Entries provided: Begin

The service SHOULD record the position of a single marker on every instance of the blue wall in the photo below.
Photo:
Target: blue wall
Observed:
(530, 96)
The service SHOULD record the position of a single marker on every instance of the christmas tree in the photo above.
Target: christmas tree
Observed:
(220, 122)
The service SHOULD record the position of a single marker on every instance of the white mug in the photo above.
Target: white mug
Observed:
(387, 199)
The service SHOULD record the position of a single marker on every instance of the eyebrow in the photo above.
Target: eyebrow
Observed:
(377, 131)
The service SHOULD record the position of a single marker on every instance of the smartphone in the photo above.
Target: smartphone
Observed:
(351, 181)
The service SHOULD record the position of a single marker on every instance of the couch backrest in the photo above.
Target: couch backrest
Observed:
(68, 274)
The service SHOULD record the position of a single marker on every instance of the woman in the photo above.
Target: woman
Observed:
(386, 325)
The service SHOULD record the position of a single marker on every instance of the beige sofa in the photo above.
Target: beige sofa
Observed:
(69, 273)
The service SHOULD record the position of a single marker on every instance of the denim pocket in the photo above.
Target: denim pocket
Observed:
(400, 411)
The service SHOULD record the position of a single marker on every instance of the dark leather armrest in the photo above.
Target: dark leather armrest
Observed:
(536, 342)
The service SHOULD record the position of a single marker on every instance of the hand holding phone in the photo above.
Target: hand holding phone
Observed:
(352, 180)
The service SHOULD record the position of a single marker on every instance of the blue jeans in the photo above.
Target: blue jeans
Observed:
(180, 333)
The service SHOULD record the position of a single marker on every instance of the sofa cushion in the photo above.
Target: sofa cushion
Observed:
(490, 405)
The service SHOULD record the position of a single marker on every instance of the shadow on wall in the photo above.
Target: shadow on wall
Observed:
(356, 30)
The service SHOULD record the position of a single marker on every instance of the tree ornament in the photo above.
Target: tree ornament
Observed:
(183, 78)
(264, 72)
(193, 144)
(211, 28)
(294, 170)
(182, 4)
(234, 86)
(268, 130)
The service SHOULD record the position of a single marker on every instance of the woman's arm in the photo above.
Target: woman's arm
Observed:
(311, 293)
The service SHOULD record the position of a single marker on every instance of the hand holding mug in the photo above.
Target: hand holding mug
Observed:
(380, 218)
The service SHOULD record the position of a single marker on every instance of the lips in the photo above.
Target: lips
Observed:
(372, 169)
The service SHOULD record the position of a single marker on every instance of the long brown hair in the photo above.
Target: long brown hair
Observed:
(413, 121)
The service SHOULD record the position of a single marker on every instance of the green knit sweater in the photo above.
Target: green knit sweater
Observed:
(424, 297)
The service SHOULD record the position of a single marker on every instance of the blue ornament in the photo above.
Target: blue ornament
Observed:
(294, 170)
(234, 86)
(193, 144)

Entries provided: End
Entries provided: Begin

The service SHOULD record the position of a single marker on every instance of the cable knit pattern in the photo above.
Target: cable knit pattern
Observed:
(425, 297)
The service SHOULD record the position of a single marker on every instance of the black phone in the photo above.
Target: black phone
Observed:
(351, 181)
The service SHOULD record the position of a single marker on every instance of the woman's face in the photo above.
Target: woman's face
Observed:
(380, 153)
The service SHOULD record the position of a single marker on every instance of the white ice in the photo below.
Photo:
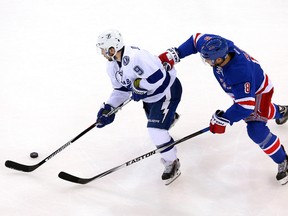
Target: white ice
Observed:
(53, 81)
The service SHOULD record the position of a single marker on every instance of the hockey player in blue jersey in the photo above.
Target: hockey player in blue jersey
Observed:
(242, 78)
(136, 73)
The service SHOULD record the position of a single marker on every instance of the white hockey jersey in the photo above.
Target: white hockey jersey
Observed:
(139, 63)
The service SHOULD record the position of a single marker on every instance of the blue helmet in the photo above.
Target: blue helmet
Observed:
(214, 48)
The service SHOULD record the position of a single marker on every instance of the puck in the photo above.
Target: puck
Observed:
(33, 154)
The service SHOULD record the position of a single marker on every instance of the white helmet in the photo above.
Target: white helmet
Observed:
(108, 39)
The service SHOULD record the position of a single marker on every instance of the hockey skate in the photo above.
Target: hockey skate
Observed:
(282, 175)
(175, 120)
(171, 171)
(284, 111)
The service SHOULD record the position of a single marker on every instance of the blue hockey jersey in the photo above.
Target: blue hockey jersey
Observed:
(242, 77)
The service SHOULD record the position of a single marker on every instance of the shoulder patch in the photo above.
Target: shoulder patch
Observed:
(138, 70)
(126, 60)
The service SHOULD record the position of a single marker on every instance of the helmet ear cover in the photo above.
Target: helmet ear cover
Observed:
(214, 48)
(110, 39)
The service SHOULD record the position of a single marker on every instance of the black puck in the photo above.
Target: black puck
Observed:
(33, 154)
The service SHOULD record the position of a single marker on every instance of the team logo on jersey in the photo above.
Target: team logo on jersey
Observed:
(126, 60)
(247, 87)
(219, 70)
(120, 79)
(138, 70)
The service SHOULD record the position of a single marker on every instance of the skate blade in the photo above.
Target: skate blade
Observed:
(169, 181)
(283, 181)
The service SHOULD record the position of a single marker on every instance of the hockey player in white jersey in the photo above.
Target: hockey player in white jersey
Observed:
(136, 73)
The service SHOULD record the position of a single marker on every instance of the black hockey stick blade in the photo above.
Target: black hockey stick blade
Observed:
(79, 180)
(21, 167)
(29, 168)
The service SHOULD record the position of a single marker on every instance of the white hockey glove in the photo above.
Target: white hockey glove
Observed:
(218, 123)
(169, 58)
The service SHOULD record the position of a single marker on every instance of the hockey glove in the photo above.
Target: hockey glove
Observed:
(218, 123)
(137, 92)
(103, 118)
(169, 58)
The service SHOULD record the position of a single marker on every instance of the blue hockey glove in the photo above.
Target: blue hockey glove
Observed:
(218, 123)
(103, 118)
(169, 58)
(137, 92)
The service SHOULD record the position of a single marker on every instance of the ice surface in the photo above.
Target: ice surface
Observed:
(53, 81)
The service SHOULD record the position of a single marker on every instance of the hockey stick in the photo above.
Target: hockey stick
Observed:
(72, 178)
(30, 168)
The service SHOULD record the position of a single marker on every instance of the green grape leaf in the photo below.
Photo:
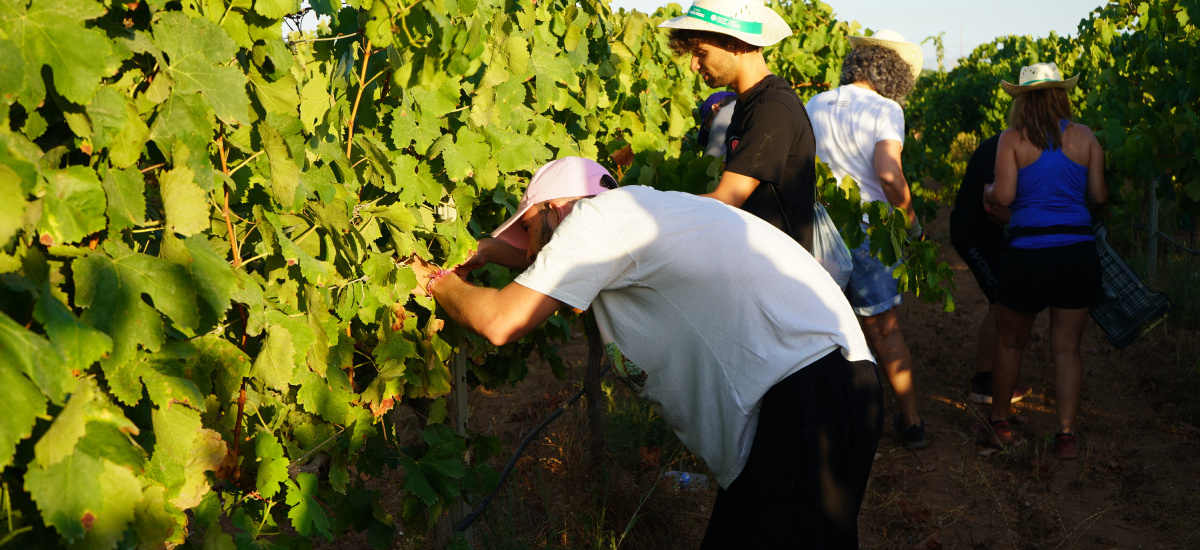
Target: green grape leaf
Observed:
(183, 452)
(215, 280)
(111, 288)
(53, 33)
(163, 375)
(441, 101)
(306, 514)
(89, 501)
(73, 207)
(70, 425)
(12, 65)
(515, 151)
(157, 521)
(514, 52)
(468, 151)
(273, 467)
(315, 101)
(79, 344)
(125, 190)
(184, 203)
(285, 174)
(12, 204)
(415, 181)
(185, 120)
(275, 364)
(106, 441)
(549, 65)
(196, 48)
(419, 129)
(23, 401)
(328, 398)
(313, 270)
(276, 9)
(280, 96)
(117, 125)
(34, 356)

Entries provided: End

_Instructions for the task_. Everything in the material above from the line that has "wall in the photo below." through the line that has "backrest in the photo above." must be duplicated exactly, with no other lines given.

_Solution for this exercise_.
The service SHOULD record the position of a single marker on every instance of the blue wall in the photo below.
Photo:
Target: blue wall
Observed:
(530, 96)
The service SHOULD record the position of a single marker on every instance of the christmas tree in the photo above.
Target: christmas tree
Observed:
(220, 122)
The service SHOULD record the position of a single marker on every instance of the white mug in the photo above.
Target: white mug
Observed:
(387, 199)
The service SHOULD record the position of a single marker on every instance of the eyebrow in the photo above.
Target: eyebrow
Observed:
(377, 131)
The service SHOULD record the position of a single marker on every instance of the smartphone in the photo above.
Target: smartphone
Observed:
(351, 181)
The service SHOULD record the position of a single marker on every instance of the couch backrest in the photo above.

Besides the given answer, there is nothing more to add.